# start of Available data

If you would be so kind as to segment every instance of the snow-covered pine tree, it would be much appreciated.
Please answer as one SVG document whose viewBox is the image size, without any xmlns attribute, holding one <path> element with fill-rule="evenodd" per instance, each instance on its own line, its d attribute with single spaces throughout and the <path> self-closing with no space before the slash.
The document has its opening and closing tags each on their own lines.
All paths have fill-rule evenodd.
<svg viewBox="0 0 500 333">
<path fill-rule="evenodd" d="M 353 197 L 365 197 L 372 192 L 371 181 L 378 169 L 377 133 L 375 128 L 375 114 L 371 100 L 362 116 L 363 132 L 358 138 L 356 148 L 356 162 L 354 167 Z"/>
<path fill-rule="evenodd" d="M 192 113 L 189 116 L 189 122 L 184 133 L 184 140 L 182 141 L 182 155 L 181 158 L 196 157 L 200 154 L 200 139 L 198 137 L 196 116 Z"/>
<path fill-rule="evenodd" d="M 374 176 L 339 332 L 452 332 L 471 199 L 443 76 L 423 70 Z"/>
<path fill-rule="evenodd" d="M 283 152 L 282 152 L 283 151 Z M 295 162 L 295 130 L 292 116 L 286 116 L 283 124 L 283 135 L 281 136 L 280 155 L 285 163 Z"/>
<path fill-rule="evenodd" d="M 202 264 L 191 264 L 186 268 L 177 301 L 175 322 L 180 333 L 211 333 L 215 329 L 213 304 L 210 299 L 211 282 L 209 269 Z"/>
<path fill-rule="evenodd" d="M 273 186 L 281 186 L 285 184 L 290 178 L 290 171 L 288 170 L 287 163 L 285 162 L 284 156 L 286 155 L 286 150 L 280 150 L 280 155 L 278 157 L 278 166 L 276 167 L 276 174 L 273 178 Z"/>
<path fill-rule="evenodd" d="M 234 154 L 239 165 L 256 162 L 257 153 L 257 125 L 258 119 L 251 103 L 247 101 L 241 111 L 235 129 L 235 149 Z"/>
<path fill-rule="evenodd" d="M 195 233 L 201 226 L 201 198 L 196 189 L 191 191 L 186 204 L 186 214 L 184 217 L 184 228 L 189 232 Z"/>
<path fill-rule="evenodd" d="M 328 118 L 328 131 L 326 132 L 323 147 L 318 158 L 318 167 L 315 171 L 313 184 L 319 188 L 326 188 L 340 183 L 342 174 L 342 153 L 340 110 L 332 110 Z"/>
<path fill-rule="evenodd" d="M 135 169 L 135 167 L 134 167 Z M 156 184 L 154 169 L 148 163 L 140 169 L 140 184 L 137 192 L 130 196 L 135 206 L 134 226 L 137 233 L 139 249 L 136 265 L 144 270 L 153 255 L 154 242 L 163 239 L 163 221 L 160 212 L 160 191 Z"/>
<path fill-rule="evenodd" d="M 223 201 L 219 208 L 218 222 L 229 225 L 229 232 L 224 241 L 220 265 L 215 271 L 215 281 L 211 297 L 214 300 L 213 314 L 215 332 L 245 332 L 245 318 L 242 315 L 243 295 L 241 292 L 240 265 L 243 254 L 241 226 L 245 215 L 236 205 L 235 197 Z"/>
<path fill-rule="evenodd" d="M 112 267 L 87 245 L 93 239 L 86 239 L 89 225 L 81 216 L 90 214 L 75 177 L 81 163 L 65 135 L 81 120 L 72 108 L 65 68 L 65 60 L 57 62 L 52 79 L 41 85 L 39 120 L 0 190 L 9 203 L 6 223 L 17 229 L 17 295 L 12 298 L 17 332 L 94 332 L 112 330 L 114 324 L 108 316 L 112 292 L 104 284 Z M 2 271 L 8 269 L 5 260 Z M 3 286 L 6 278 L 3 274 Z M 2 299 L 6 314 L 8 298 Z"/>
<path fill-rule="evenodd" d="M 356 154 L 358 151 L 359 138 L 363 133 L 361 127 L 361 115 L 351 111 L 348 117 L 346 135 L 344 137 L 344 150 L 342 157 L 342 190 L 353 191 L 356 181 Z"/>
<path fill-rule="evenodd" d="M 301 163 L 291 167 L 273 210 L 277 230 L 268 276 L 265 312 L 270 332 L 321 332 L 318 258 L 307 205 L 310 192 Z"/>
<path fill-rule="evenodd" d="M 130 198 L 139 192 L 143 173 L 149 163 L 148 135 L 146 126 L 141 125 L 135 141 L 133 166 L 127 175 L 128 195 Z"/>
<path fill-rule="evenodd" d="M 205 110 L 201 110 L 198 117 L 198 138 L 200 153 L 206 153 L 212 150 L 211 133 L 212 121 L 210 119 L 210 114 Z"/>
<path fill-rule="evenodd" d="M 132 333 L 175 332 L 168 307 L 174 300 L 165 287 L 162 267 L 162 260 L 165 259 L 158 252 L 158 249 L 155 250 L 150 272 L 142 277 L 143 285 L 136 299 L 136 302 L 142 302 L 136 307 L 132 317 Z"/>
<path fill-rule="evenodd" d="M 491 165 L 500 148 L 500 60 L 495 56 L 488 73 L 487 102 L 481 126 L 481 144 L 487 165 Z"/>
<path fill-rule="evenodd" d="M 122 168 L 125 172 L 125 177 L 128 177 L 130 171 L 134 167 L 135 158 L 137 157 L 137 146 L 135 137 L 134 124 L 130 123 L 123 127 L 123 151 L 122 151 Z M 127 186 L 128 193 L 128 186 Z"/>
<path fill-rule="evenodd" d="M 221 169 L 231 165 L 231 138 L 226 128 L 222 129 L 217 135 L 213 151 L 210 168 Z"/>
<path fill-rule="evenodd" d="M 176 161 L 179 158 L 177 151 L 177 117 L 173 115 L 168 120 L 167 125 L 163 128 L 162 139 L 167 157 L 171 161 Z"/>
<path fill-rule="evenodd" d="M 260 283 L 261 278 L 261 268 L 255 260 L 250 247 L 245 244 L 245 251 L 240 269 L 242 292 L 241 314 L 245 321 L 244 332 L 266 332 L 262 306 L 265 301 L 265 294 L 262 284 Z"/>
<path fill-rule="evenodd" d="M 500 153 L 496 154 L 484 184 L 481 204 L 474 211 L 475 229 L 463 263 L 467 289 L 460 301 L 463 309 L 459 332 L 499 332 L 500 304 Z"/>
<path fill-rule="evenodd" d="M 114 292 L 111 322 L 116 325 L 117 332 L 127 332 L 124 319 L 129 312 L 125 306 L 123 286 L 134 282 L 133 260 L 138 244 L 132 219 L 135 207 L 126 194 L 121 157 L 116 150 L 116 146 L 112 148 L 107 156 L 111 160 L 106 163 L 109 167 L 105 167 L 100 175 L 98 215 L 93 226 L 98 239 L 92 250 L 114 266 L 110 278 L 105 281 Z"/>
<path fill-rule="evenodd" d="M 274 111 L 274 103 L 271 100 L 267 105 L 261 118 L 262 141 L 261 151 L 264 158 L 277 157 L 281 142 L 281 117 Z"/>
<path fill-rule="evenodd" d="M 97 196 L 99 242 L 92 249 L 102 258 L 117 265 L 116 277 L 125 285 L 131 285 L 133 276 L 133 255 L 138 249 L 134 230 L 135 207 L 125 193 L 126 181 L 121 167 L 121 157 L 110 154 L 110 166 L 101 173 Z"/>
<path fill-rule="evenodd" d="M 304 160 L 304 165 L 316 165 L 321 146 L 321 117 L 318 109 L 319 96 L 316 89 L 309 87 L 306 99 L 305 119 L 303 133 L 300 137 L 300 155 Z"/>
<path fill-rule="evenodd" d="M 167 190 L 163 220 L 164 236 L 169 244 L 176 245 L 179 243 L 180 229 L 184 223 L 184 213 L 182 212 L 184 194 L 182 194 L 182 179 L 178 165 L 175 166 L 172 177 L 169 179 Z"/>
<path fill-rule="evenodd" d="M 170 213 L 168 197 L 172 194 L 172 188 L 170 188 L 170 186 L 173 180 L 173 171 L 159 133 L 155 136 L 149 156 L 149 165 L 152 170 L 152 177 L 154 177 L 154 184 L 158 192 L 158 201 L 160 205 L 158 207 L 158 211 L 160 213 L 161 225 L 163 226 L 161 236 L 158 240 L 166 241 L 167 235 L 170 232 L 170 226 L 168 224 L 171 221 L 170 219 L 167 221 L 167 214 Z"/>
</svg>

# end of Available data

**Task instructions**
Retype the rows above, starting at the first line of the rows and ending at the line that contains "192 113 L 189".

**Solution to the problem**
If you would be so kind as to segment every instance of the snow-covered pine tree, it would be much appreciated.
Please answer as one SVG document whose viewBox is the image size, without any xmlns attribute, holding one <path> element with fill-rule="evenodd" per instance, each instance on its own line, its d attribute with single spaces throughout and the <path> self-closing with no space before the slash.
The document has its opening and closing tags each on their own lines.
All paths have fill-rule evenodd.
<svg viewBox="0 0 500 333">
<path fill-rule="evenodd" d="M 353 197 L 365 197 L 372 192 L 371 181 L 378 169 L 377 133 L 375 128 L 375 114 L 371 100 L 362 116 L 363 132 L 358 138 L 356 148 L 356 162 L 354 167 Z"/>
<path fill-rule="evenodd" d="M 192 113 L 189 116 L 189 122 L 184 133 L 184 140 L 182 141 L 182 155 L 181 158 L 196 157 L 200 154 L 200 139 L 198 137 L 196 116 Z"/>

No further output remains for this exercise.